§ **Exercícios**:
A) Segundo o texto sobre A Amante Inglesa, o que se cruza em Viorne?
B) Extraia do texto sobre A Amante Inglesa o trecho que abre com as palavras que contêm «Viorne é uma» e fecha com «corpo à ­geografia.».
C) Diga se cada afirmação concorda com o texto sobre A Amante Inglesa, respondendo sim ou não e citando as palavras do texto que o decidem: (i) o corpo da vítima foi distribuído por vários comboios; (ii) Viorne é uma grande cidade francesa; (iii) o texto afirma que o leitor tem verdadeira autonomia.

§ **Excerto de origem**:

* * * *

Page history last edited by Helena Barbas 15 years, 5 months ago
 
Marguerite Duras

A Amante Inglesa

Um romance que se pretende policial a ser criado pelo leitor
 
   «Tudo o que aqui é dito é gravado. Está a começar a fazer-se ­um livro sobre o crime de Viorne.» (p.9). Começa assim este ­estranho romance (?) policial (?) que coloca um duplo desafio­ ao leitor. Não o descobrir o criminoso, nem a vítima, mas­ elaborar o «inquérito» a partir das «gravações» que são ­reproduzidas tal qual: «...a fita é cega e nada se vê ­através do que diz. É portanto você quem deve fazer surgir o ­livro. Quando a noite de 13 de Abril tiver adquirido, graças à sua narração, o seu próprio volume, o seu próprio espaço, ­poderemos deixar a fita relatar o que memorizou e o leitor­ substitui-lo-á, a si, na leitura.» (p.9). Autonomia fictícia ­porque, como sempre, o leitor é manipulado.
 
   Ao longo do ­texto são lançadas informações, pistas ou desvios, que ­determinam a organização dos dados. À semelhança do rato de ­Laborit, o leitor é sucessiva e discretamente estimulado a­ seguir pelo labirinto de uma memória registada «objectivamente», condicionado a escolher por entre os­ vestígios de um passado insuportável. As gravações, fragmentadas, tornam-se metáfora do próprio crime: um corpo­ esquartejado e distribuído por diversos comboios, que levam­os pedaços para espaços distantes. E metáfora ainda do ­próprio acto de leitura: tal como a polícia, o leitor dever ­recuperar os pedaços e reuni-los num todo, re-transformá-los ­num organismo.
 
   Viorne é uma pequena cidade francesa onde, por «acaso», ­se cruzam as principais linhas ferroviárias do país. O­ pequeno espaço é, portanto, o gigantesco «coração» de um­ sistema circulatório, que alarga a metáfora do corpo à ­geografia.

* * * *

§ **Registos fornecidos**:
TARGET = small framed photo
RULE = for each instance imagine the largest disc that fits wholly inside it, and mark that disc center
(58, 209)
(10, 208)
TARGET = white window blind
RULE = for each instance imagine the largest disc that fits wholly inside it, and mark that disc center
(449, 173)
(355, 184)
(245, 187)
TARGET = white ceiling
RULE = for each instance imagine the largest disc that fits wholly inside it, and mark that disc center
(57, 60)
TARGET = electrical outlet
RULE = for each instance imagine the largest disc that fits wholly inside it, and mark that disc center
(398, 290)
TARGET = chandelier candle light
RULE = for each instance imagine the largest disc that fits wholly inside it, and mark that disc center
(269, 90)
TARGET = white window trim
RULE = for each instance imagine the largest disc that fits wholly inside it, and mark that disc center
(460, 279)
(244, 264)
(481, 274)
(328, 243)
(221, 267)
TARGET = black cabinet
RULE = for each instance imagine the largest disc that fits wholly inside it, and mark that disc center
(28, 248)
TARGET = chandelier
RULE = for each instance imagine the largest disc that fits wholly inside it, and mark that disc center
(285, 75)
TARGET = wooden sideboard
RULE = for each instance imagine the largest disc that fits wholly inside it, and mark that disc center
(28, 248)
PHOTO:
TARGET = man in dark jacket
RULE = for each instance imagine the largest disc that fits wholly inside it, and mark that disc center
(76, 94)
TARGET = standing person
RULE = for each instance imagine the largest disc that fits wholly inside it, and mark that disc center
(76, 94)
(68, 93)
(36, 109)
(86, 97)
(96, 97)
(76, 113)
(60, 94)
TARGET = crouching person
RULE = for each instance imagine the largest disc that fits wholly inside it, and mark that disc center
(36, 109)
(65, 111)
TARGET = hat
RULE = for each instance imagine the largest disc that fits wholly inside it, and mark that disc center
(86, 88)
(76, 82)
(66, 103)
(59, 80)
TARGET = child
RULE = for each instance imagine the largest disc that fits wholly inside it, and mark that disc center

* * * *

§ **Respostas**:
A) As principais linhas ferroviárias do país.

B)
Viorne é uma pequena cidade francesa onde, por «acaso», ­se cruzam as principais linhas ferroviárias do país. O­ pequeno espaço é, portanto, o gigantesco «coração» de um­ sistema circulatório, que alarga a metáfora do corpo à ­geografia.

C)
(i) Sim: «distribuído por diversos comboios».
(ii) Não: «Viorne é uma pequena cidade francesa».
(iii) Não: «como sempre, o leitor é manipulado».